EXERCISE REQUIREMENTS
a. In the edX data access page, which data does CourseGraph hold that is canonical in the Course Discovery/Catalog API instead?
b. Extend the edX data access page past its final line.

Course Catalog API (a.k.a. Course Discovery)https://prod-edx-discovery.edx.orgMySQL, Elasticsearch

This is the authoritative place for data relating to finding and enrolling in a course. It's what's queried when you go to the marketing site and search for a course or look at its "Course About" page details – who is teaching it, what the schedule is, what language is it given in, etc. Because it's backed by ElasticSearch, it is much more efficient and flexible when searching across the system for courses with particular attributes.

Making synchronous calls to this service can be expensive, so if the data exists in Course Overviews and you can live with the delay, it's better to use that.

CourseGraph

https://coursegraph.edx.org/browser/

(Neo4j DB, not part of edx-platform, requires VPN access)

Neo4j

This is used by support/sustaining teams and occasionally services staff to answer questions about course team authored content across edx.org. Think of this as the Modulestore content field data shoved into a Neo4j database on a periodic batch process.  There are many example queries available, including:

  1. How many courses are still using a particular XModule? Can we deprecate it?
  2. Are there any proctored exams coming up soon?
  3. What courses have a particular setting enabled?

CourseGraph only sees what Modulestore sees, and some of that data is not canonical. The following are data for which the canonical answer is in the Course Discovery/Catalog API:

  • Course start/end/enrollment dates.
  • Course language.
Local App Models

Django ORM, django-storages

MySQL, S3

A common pattern is to listen for SignalHandler.course_published, and then to access Modulestore data in an asynchronous process. The Blocks API and Transformers are extremely useful for grabbing a big chunk of the Course and manipulating it, but they still incur a relatively high overhead to query 100s of milliseconds. If you just want to derive one or two small bits of field data that are read all the time, you can copy those into your own model where the access time will be ~1ms.

Another scenario you might do the "listen, extract, and store locally" pattern is for something like search indexing. We used to have this with course content using edx-search, though I'm not sure if it's actually working these days.

When Nothing Else Will Do

Situations that require you to use the Modulestore include:

  • Getting a reference to an XBlock or XModule with the intention of rendering its views and invoking its handlers.
  • Reading or writing course static assets, such as images or other file uploads. This is done via the contentstore interface.
  • Changes to the import/export process.
  • Adding a new type of Course (e.g. Content Libraries, CCX).

Hello ModuleStore!

from xmodule.modulestore.django import modulestore
from opaque_keys.edx.keys import CourseKey, UsageKey
from opaque_keys import InvalidKeyError

# Old style IDs -- note the lack of Course Run info in usage_id
# course_id = "edX/DemoX.1/2014"
# usage_id = "i4x://edX/DemoX.1/problem/466f474fa4d045a8b7bde1b911e095ca"

# New style IDs -- usage_id has full Course Run info
course_id = "course-v1:edX+DemoX+Demo_Course"

Location annotation dataset excerpts
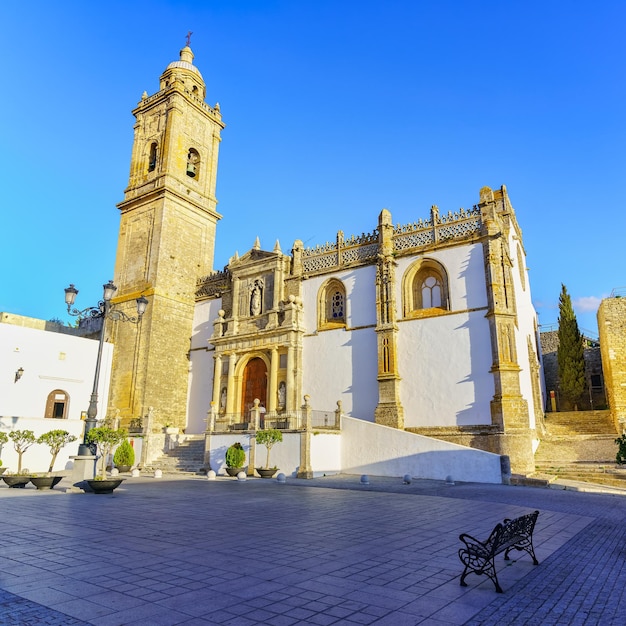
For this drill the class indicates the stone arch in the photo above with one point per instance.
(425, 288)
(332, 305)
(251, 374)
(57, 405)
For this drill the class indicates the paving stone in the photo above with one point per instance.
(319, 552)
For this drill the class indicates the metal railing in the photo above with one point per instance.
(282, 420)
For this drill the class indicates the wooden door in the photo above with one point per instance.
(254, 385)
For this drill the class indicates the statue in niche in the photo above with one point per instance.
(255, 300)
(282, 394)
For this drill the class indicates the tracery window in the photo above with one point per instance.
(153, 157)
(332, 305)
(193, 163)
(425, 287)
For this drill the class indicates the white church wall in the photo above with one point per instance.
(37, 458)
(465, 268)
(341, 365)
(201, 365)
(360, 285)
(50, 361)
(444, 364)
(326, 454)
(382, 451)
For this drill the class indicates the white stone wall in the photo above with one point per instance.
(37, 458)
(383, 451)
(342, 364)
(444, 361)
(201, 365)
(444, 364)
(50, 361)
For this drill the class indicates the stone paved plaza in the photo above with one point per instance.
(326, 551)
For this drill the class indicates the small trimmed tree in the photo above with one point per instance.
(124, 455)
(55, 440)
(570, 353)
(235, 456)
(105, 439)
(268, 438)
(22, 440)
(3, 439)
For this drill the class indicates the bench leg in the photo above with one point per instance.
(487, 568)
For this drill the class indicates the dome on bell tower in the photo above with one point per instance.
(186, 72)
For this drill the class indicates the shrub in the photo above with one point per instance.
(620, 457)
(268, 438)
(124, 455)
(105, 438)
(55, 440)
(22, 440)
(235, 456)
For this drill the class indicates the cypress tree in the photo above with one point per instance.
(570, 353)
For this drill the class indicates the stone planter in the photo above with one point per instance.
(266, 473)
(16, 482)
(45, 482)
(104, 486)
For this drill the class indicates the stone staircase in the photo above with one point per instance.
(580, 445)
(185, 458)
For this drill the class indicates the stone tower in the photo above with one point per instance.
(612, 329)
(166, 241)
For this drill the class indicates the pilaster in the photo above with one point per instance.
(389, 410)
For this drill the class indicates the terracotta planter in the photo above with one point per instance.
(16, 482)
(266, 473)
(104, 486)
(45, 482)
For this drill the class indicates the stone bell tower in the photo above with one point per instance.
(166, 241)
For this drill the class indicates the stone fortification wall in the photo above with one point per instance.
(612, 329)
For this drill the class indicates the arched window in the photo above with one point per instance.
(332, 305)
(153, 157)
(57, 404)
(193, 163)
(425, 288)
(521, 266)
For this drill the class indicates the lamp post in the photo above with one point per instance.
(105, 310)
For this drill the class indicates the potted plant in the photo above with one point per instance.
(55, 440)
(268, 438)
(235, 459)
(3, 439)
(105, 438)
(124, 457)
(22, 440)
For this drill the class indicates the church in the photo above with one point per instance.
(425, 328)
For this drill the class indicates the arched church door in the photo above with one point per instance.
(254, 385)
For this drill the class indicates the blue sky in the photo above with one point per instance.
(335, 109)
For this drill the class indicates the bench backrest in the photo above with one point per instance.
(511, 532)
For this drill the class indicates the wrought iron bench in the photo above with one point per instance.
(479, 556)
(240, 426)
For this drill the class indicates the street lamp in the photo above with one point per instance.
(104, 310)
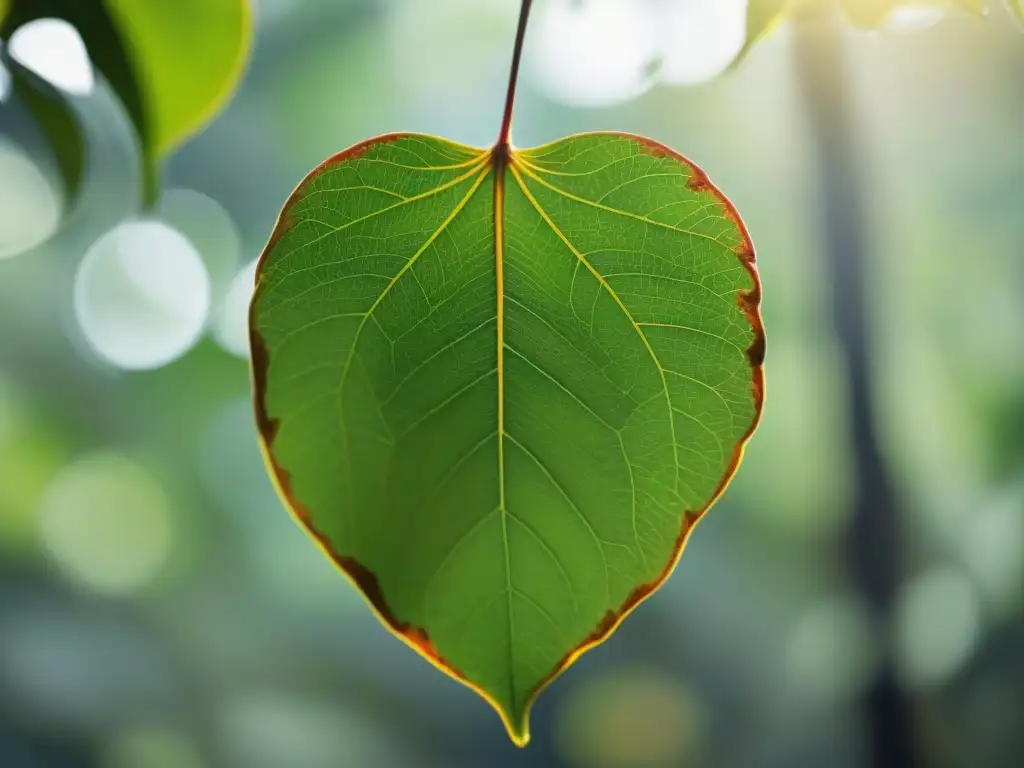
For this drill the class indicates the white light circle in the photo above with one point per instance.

* * *

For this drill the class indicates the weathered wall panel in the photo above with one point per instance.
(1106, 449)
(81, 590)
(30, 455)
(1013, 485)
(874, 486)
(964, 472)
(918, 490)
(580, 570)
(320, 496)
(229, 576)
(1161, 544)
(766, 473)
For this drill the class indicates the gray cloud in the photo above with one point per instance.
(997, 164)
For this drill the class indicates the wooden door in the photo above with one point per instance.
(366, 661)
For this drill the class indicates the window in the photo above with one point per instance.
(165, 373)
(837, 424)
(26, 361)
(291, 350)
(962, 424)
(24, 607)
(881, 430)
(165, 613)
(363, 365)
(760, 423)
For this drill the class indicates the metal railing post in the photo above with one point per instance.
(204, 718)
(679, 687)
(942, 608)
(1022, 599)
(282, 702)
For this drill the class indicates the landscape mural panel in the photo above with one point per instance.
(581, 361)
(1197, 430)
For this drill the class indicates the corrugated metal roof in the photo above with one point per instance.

--

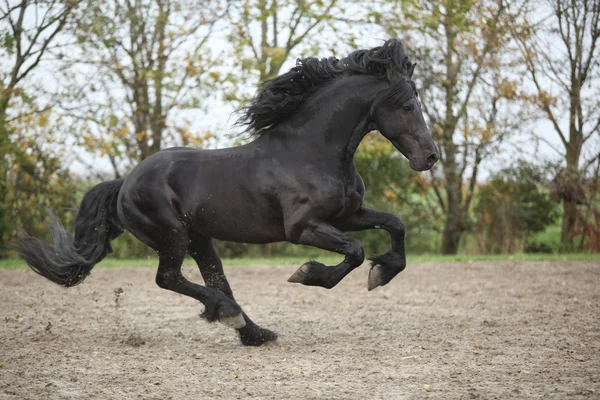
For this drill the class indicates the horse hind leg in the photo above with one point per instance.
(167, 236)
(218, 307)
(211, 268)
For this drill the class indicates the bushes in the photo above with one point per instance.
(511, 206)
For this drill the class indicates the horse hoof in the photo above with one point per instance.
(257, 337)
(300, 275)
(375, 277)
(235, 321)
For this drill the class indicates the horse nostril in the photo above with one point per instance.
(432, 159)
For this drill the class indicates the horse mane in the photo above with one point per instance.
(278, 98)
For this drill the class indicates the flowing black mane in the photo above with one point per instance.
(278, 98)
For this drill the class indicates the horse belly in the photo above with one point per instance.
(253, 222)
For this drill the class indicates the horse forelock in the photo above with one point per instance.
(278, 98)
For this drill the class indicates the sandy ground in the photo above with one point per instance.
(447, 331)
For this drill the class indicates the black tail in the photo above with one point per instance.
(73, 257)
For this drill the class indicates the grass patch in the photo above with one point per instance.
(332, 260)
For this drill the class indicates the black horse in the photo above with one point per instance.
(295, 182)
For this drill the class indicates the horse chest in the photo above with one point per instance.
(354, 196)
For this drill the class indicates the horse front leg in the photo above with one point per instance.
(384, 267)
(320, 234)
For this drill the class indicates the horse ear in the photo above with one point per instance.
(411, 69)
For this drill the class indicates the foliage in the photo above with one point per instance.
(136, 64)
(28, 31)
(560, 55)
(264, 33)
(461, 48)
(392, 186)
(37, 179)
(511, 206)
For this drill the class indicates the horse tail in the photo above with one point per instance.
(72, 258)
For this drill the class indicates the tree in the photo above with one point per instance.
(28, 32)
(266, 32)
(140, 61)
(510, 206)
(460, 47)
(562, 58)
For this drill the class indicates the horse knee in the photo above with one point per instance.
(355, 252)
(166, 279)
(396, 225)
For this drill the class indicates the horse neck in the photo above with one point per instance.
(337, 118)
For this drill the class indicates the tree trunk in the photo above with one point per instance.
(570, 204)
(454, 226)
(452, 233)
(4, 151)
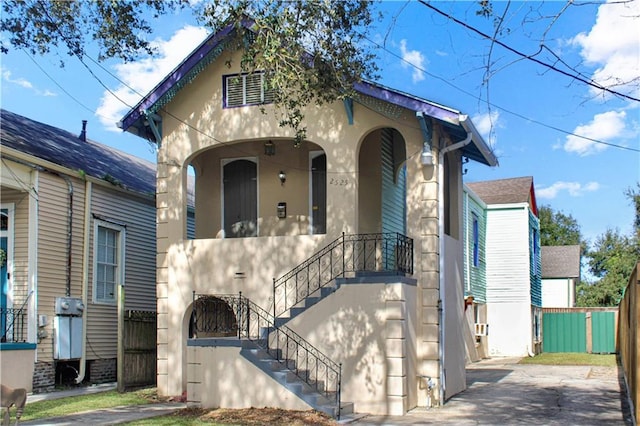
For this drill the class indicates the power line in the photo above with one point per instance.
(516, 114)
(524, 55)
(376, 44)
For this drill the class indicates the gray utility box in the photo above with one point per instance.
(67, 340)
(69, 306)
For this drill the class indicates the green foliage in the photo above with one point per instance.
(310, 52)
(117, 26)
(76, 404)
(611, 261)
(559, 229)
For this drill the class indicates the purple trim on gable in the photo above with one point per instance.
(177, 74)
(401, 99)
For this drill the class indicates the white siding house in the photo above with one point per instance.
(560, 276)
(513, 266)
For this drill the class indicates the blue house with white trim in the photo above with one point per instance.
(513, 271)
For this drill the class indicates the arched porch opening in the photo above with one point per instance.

TASK ANSWERS
a. Course start/end/enrollment dates and course language.

b.
usage_id = "block-v1:edX+DemoX+Demo_Course+type@problem+block@d2e35c1d294b4ba0b3b1048615605d2a"

# Parse the Course ID.
try:
    # This will return a SlashSeparatedCourseKey (old) or CourseLocator (new)
    # Always use CourseKey.from_string() when parsing Course IDs.
    course_key = CourseKey.from_string(course_id)
except InvalidKeyError:
    # Do some error handling here -- this is just completely made up
    raise ValueError("Could not parse course_id {}".format(course_id))

# Parse the Usage ID
try:
    # This will return a Location (old) or BlockUsageLocator (new)
    # Always use UsageKey.from_string() when parsing Usage IDs.
    unmapped_usage_key = UsageKey.from_string(usage_id)

    # The map_into_course() call is not necessary for BlockUsageLocators, but
    # we do it to maintain compatibility with old style usage keys.
    usage_key = unmapped_usage_key.map_into_course(course_key)
except InvalidKeyError:
    # Do some error handling here -- this is just completely made up
    raise ValueError("Could not parse usage_id {}".format(usage_id))

# This initializes a process global -- future calls to modulestore() will
# just return references to the same global.
ms = modulestore()

# Get a single CapaDescriptor (a Capa problem, like multiple choice).
# This object has all its XModule content fields, but not the user ones.
problem = ms.get_item(usage_key)

# Query the Modulestore for all sequentials in the Course.
sequences = ms.get_items(course_key, qualifiers={'category': 'sequential'})

# Get the root CourseDescriptor
course = ms.get_course(course_key)

# List of child usage keys (Locations/BlockUsageLocators) for the chapters.
course.children

# Iterate through the descriptors for those children instead:
for chapter in course.get_children():
    print chapter.location, chapter.display_name


Why Do People Fear It?

The XBlock runtime is conceptually pretty straightforward. An XBlock is instantiated. It has handlers, views, fields, and access to certain runtime services (field data is actually one of those services). However, a number of things have contributed to complexity in this system.

ModuleStore Class Diagram

  1. There are multiple Modulestores, with an intimidating class diagram of relationships. Most prominently, we have both "Old Mongo" and "Split Mongo", which work on different opaque key types and store data very differently. The performance characteristics are very different, most code works with both (and should be tested for both), but some features only work for Split (e.g. CCX). In some cases Split actually maintains some undesired Old Mongo behavior for Studio UI compatibility, like auto-publishing changes. Just getting a single, consistent "published" signal out of both ModuleStores involved a lot of work.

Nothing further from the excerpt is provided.